▶ [EXERCISE TASK]:
Edit everything in the material from the line containing "Target: dappled shadow on ground" down to the line containing "[[[0,255],[254,255],[252,142],[1,147]]]", swapping "kindly" for "please" and leaving the rest unchanged. Give back only those lines.
↓
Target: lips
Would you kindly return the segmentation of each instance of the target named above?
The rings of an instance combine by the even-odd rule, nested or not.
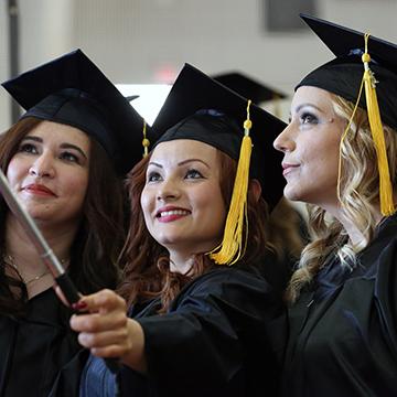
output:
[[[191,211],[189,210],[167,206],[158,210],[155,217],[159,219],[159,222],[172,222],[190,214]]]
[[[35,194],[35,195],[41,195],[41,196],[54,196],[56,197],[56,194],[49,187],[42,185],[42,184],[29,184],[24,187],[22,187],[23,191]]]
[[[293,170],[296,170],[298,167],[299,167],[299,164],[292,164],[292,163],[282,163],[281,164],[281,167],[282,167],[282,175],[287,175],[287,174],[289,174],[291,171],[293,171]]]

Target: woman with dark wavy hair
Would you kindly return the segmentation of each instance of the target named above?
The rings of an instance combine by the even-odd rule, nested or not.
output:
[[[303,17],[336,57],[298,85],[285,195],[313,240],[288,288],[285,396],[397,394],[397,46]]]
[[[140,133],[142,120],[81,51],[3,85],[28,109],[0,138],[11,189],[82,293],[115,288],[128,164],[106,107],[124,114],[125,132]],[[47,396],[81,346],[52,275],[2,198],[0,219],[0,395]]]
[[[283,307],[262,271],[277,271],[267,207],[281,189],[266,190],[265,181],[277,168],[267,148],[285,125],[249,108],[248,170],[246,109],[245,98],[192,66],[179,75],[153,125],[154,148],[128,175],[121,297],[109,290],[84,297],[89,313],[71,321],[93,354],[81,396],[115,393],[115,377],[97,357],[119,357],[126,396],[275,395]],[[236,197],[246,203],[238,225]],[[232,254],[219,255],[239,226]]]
↑
↓
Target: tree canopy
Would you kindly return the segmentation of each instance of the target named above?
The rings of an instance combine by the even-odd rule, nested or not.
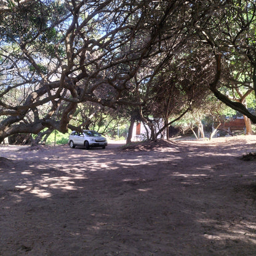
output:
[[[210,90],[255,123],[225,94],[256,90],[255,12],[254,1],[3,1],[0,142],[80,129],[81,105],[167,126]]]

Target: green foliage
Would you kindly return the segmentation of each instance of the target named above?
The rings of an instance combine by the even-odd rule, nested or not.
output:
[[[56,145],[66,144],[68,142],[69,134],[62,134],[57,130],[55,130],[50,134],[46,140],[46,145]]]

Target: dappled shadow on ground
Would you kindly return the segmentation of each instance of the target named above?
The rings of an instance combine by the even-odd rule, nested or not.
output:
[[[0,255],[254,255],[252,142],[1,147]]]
↑
▶ [ANSWER FOR THE TASK]:
Target: dappled shadow on ground
Would you please return the segmentation of each instance of the target named above?
The rings of an instance combine by the even-odd rule, nested or not.
output:
[[[0,255],[254,255],[252,142],[1,147]]]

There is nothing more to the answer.